EXERCISE DESCRIPTION:
Which lines in the records below contain the string "giving"? Copy each such line, and count only matches with the same capitalization.

PROVIDED DATA:
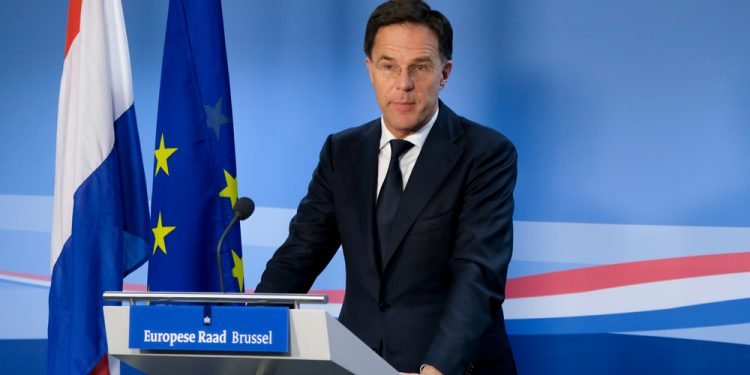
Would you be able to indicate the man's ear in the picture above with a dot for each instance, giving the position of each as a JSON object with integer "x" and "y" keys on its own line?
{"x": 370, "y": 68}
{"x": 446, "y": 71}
---
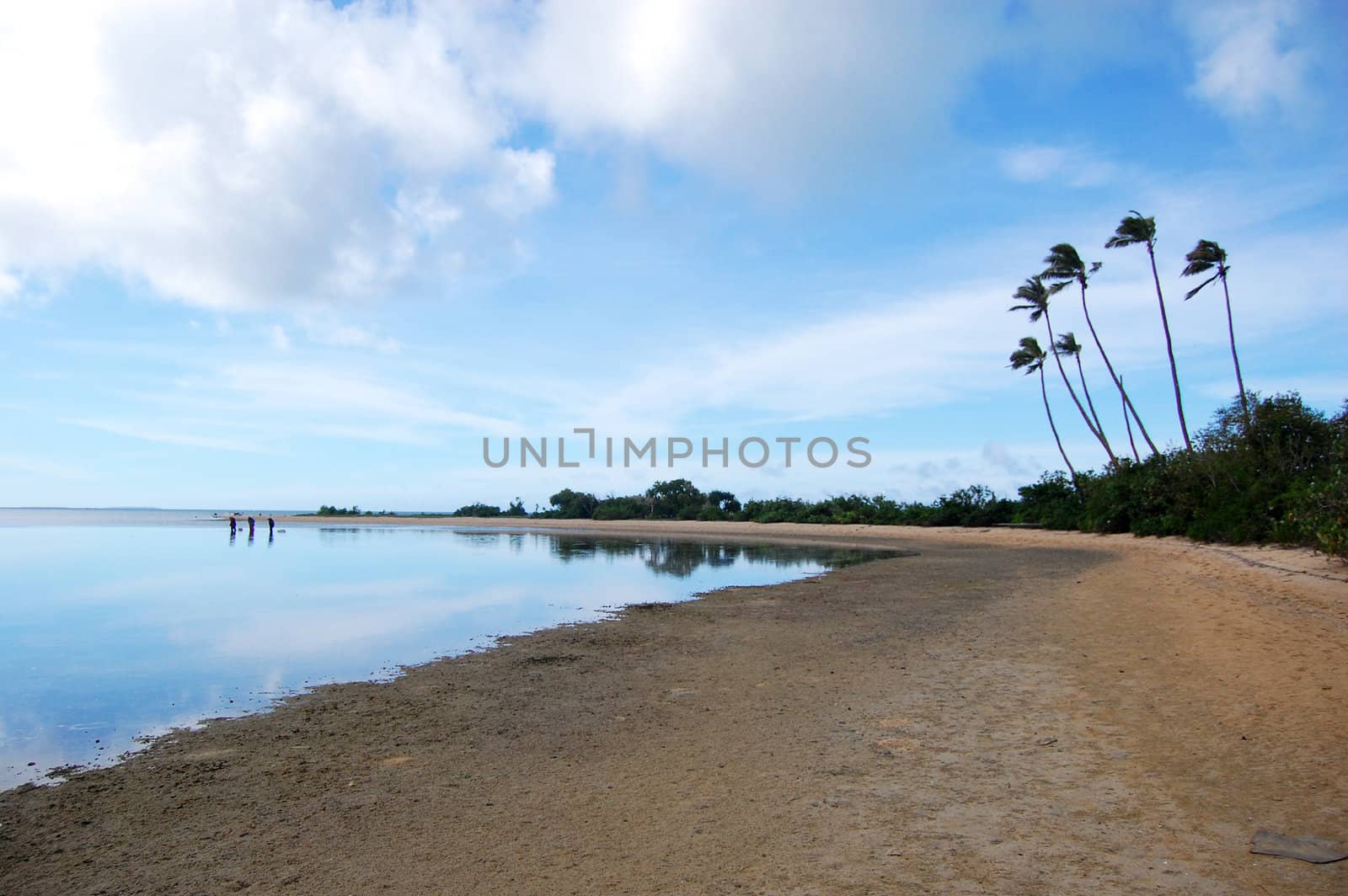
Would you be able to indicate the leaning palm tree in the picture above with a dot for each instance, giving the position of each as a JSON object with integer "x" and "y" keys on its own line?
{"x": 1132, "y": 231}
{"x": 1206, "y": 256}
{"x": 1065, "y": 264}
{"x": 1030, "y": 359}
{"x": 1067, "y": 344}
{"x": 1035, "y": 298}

TASK OUTPUT:
Would you be able to indicate the man's ear in the picture above with a dot for each instance, giving the position of each as a JSON object with integer "x" and "y" keys on its own line?
Would you be able to indicate the leaning palm tree in the picture above with a dot for each instance, giving the position of each as a JSON object with integer "x" and "y" keys on its own line?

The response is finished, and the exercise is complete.